* [WHAT IS NEEDED] Rewrite the lines that run from the one containing "I already know the white hull" through the end of the lines, changing "shot" to "frame" and keeping everything else the same.

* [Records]
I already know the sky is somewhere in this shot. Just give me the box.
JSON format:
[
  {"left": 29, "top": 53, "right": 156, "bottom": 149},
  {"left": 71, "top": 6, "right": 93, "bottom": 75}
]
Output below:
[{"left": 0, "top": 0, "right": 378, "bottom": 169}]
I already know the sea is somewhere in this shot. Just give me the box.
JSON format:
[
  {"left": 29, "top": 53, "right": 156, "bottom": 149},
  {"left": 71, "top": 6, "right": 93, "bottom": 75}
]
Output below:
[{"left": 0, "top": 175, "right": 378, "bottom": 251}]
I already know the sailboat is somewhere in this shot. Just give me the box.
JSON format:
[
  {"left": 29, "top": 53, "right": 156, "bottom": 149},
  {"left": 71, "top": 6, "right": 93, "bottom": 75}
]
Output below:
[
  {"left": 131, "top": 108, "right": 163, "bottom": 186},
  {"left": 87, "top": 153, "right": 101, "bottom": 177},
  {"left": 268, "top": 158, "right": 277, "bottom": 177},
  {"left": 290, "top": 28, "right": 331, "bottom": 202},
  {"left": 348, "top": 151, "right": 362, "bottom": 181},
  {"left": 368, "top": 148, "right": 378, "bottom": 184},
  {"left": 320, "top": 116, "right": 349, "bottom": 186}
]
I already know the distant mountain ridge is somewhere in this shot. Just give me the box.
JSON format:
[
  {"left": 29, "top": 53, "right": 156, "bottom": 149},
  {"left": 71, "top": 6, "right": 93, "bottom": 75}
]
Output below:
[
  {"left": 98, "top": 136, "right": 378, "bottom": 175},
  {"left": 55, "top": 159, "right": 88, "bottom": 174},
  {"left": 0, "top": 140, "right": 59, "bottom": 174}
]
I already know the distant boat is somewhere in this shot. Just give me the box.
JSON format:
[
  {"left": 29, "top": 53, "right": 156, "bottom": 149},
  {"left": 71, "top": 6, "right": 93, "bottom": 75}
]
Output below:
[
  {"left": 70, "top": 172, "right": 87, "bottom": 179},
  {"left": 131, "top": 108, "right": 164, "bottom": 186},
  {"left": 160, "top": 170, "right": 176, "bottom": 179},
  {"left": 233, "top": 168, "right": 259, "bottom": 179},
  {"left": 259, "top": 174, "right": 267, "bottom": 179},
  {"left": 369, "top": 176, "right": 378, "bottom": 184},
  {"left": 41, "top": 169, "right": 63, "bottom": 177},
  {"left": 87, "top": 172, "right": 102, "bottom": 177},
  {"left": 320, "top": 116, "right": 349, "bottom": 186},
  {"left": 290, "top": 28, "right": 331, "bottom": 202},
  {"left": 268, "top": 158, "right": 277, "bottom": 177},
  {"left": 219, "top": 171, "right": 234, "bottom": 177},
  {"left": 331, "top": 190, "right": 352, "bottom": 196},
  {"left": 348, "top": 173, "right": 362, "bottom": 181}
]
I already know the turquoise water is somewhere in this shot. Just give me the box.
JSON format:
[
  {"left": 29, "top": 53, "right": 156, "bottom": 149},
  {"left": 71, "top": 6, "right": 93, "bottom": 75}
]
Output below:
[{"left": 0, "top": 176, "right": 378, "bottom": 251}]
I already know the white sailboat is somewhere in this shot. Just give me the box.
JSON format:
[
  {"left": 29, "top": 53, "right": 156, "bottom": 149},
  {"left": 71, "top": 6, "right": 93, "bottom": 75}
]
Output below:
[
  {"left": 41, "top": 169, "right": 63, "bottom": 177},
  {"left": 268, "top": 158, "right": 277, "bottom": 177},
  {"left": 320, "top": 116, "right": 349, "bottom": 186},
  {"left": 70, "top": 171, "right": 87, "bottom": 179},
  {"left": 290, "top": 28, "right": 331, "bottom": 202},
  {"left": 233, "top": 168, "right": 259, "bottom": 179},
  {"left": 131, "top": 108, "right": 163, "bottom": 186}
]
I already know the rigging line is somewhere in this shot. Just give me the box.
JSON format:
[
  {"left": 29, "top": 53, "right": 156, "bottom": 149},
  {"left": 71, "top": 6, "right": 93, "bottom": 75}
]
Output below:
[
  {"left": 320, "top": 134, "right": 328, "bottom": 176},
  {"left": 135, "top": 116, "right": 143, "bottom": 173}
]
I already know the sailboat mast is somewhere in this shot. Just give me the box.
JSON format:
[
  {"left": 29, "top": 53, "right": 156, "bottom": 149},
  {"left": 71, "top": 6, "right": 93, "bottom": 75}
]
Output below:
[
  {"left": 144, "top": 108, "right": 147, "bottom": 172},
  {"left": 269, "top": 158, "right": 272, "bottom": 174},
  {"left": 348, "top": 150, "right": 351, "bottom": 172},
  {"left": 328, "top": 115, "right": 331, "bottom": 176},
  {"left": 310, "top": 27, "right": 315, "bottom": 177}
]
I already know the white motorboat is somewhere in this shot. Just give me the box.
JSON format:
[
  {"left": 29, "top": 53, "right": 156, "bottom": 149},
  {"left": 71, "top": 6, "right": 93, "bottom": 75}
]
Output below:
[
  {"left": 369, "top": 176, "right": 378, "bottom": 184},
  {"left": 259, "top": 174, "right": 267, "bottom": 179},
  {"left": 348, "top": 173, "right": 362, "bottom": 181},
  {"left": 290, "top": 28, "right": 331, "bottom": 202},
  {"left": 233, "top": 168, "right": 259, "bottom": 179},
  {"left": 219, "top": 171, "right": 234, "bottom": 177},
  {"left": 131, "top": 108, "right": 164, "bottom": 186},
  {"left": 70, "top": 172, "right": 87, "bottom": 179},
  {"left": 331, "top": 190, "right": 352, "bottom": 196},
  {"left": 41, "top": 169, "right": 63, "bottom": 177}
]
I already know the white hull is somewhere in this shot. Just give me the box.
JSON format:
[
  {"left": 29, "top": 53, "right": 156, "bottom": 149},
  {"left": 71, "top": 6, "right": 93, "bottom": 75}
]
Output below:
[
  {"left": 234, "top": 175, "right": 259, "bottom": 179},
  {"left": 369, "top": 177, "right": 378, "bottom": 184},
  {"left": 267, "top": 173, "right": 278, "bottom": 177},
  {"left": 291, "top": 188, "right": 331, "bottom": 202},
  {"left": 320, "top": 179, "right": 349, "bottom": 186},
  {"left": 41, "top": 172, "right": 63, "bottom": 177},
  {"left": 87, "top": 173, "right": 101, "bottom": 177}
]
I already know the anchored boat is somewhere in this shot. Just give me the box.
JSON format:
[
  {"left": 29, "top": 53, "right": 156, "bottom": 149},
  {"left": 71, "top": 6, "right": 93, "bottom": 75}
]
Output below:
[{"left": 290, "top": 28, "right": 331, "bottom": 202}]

* [RESULT]
I already know the white hull is somewhere in this frame. Just give me the box.
JSON format:
[
  {"left": 29, "top": 53, "right": 156, "bottom": 149},
  {"left": 71, "top": 6, "right": 93, "bottom": 75}
]
Output below:
[
  {"left": 234, "top": 175, "right": 259, "bottom": 179},
  {"left": 369, "top": 177, "right": 378, "bottom": 184},
  {"left": 267, "top": 173, "right": 278, "bottom": 177},
  {"left": 291, "top": 188, "right": 331, "bottom": 202},
  {"left": 320, "top": 179, "right": 349, "bottom": 186},
  {"left": 41, "top": 172, "right": 63, "bottom": 177},
  {"left": 87, "top": 173, "right": 101, "bottom": 177}
]
I already know the anchored boat is somewhere in this frame. Just give me the box.
JSON format:
[
  {"left": 29, "top": 53, "right": 156, "bottom": 149},
  {"left": 71, "top": 6, "right": 93, "bottom": 75}
]
Output below:
[{"left": 290, "top": 28, "right": 331, "bottom": 202}]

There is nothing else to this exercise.